··· INPUT DATA
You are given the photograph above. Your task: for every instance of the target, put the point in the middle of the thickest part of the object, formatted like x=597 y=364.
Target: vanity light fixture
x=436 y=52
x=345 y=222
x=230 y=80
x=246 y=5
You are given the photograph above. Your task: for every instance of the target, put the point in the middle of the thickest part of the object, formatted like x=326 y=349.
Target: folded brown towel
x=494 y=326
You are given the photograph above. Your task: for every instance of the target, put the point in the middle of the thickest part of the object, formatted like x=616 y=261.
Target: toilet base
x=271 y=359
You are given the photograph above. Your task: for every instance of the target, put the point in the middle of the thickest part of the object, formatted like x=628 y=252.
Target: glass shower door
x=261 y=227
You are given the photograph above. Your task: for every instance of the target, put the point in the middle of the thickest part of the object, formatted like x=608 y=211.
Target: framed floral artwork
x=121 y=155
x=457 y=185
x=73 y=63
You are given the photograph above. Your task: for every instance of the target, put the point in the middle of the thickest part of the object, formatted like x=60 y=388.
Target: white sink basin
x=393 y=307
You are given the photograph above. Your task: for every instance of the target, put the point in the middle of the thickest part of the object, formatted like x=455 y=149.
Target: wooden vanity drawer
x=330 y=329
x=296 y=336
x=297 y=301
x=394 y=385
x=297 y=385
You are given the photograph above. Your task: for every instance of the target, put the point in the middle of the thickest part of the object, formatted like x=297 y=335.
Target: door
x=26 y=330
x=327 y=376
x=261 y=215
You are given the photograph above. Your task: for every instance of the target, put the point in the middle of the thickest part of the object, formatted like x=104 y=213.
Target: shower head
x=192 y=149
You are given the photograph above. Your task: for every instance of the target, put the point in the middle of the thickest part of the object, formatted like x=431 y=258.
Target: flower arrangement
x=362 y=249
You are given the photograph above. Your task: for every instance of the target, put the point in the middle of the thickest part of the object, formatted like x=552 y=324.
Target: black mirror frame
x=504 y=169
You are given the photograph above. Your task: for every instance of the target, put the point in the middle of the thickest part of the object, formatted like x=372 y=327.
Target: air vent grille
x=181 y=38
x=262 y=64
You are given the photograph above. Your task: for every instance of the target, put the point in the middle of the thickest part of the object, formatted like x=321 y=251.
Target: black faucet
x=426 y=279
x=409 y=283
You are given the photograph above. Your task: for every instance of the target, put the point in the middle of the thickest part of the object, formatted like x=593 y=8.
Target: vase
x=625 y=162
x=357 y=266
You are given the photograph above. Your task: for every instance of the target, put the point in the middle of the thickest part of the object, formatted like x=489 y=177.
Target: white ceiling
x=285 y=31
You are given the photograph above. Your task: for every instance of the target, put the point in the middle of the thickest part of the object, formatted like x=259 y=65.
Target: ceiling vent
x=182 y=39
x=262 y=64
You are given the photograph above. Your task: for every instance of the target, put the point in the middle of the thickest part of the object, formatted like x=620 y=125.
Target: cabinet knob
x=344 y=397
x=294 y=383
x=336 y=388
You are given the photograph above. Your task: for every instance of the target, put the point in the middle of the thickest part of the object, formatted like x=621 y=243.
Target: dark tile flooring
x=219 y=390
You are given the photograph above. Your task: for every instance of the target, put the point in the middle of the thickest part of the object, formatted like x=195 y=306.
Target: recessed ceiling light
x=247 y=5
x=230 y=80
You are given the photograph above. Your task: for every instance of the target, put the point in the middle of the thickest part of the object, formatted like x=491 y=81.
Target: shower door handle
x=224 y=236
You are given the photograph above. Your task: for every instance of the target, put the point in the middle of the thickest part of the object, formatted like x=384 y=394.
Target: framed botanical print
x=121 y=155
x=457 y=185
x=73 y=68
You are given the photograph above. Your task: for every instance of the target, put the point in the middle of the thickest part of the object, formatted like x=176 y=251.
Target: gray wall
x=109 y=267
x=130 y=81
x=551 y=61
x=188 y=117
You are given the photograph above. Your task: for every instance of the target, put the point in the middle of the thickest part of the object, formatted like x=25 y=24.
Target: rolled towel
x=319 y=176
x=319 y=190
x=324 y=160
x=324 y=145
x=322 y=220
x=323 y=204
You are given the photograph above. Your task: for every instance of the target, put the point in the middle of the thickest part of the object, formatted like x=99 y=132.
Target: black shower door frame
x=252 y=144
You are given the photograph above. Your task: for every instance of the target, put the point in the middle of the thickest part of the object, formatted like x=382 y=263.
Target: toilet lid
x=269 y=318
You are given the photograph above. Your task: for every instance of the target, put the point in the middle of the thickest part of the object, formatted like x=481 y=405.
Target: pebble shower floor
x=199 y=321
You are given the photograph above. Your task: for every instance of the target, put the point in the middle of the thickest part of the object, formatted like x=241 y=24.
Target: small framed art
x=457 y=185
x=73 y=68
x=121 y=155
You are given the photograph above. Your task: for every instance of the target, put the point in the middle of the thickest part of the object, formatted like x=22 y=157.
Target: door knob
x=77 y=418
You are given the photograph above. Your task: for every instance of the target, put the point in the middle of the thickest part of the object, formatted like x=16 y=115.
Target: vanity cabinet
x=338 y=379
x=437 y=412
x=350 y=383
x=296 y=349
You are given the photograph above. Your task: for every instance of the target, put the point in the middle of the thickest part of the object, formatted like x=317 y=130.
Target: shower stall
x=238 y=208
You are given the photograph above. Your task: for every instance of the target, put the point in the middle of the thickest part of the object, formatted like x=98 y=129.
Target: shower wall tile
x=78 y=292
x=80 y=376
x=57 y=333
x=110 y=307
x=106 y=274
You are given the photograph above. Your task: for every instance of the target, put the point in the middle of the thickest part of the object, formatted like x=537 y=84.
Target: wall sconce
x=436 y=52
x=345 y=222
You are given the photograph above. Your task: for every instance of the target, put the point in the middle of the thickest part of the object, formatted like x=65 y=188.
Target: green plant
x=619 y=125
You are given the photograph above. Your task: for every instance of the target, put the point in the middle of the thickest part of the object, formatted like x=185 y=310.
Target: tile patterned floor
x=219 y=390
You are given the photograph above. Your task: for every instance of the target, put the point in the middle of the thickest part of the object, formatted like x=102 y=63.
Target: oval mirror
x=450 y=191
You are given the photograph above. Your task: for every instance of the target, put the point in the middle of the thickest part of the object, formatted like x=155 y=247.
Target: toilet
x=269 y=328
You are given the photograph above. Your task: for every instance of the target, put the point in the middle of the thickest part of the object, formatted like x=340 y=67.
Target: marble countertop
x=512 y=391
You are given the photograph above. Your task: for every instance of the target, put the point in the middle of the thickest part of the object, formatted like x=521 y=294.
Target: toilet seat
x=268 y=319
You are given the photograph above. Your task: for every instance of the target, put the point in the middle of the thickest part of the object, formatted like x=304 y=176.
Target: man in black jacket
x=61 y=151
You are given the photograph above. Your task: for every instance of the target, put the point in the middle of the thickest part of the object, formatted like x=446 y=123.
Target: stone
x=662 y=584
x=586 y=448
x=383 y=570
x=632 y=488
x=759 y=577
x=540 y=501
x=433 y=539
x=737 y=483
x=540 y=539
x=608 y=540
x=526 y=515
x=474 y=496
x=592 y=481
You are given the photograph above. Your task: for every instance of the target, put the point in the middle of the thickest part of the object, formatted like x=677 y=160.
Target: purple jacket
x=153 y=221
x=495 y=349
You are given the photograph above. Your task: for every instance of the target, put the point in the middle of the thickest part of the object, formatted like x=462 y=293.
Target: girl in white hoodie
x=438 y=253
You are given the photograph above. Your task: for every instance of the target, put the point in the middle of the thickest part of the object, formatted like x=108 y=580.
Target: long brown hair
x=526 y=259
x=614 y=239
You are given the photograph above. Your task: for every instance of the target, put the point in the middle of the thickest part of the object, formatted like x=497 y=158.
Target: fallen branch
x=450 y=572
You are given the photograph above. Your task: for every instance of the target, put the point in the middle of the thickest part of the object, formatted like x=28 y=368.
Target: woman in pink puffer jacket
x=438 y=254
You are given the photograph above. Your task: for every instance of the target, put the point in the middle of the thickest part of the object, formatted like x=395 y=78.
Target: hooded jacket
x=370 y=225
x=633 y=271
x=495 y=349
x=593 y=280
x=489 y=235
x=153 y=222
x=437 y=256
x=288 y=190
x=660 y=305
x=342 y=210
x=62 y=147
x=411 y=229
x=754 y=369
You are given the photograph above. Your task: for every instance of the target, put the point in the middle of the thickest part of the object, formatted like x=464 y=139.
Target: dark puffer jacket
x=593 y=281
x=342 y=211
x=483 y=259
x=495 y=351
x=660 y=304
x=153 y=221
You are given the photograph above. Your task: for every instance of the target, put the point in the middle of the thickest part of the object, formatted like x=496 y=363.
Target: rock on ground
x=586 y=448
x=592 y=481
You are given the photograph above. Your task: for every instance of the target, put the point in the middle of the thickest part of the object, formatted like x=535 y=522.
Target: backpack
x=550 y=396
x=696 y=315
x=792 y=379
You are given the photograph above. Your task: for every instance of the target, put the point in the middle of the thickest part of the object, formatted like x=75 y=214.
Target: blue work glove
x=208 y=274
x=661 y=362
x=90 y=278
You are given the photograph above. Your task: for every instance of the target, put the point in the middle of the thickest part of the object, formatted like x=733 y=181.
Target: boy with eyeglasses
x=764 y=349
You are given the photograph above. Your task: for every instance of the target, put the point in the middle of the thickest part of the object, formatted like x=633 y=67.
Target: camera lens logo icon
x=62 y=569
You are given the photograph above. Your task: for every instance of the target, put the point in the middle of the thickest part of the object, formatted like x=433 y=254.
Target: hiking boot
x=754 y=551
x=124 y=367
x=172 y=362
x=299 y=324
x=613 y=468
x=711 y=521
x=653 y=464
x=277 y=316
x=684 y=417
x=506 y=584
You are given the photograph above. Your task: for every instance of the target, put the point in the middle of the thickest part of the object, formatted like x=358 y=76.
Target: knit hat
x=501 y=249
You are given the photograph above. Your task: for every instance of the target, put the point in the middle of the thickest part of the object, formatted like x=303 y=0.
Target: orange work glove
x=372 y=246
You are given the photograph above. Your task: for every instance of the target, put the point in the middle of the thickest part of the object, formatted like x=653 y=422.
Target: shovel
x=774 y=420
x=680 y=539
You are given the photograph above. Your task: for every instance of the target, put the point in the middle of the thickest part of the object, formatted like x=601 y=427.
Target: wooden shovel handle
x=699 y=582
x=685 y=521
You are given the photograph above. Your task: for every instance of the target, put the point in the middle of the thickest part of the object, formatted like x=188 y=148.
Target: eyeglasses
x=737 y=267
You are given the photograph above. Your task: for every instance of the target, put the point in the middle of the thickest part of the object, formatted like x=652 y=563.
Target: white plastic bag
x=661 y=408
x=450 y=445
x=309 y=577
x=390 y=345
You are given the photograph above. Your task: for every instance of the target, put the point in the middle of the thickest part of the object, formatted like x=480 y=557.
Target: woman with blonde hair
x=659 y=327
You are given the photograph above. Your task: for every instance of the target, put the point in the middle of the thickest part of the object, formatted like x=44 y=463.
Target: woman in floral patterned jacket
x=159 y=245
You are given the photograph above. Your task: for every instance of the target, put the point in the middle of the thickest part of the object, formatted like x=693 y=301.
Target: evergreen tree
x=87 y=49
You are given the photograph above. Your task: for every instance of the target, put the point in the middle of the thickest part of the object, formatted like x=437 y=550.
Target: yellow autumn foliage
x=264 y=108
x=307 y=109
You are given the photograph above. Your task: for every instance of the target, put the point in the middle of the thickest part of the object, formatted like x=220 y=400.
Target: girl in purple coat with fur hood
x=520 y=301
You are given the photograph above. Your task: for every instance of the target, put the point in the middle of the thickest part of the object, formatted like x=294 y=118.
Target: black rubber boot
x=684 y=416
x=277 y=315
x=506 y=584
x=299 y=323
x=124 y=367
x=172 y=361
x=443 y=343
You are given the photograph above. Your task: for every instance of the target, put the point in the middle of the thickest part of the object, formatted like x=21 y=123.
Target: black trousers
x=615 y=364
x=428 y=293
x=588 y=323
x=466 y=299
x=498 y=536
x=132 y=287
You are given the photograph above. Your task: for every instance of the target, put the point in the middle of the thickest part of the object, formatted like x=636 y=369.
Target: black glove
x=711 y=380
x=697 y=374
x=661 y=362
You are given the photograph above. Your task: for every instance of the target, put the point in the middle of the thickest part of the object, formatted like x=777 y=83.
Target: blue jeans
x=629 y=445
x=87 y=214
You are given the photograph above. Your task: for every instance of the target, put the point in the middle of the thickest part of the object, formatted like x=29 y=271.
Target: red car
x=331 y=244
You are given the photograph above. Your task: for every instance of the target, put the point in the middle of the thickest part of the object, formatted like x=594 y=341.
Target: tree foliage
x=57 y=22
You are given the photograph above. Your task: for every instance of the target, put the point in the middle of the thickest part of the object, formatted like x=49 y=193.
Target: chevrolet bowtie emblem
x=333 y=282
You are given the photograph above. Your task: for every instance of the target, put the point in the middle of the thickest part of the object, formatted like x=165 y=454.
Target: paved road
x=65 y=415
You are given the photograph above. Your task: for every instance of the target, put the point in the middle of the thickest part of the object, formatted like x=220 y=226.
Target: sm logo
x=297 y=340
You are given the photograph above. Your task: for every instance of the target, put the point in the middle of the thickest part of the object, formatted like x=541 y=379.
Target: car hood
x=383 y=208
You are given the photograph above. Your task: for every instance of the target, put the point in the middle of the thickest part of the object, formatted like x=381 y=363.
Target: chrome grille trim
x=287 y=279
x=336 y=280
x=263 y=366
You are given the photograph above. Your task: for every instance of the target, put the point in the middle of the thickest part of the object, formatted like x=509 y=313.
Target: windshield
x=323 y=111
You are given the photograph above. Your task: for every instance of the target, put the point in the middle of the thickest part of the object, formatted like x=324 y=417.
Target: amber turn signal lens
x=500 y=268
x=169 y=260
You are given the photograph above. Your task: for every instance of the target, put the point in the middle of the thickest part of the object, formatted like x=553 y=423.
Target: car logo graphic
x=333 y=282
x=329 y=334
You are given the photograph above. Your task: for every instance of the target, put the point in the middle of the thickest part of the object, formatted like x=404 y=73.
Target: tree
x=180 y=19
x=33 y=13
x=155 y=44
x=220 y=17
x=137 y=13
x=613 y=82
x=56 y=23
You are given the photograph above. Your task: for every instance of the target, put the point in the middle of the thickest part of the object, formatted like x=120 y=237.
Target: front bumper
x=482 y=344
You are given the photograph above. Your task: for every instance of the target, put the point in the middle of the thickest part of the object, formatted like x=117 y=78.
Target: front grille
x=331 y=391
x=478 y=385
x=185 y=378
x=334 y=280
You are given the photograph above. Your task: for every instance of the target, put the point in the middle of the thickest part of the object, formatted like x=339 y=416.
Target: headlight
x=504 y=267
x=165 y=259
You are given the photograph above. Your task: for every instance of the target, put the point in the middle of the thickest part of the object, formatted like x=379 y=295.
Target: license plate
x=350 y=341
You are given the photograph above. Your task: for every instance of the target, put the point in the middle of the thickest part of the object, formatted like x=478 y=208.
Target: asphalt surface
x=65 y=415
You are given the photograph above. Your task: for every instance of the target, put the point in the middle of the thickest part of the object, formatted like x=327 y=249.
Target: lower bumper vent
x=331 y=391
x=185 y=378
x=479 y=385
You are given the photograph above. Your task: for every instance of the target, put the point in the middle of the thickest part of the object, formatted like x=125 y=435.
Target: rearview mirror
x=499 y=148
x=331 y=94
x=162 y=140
······
### EXERCISE AIM
Put the lines from the one containing "like x=553 y=423." through the one containing "x=329 y=334" into a Markdown table. Use the columns Number and Line, number the lines in order, and leave out any blank lines.

### RESULT OF THE TASK
| Number | Line |
|---|---|
| 1 | You are given the photograph above. Your task: for every instance of the target, put the point in the middle of the thickest part of the object, formatted like x=553 y=423. |
| 2 | Target: car logo graphic |
| 3 | x=333 y=282 |
| 4 | x=329 y=334 |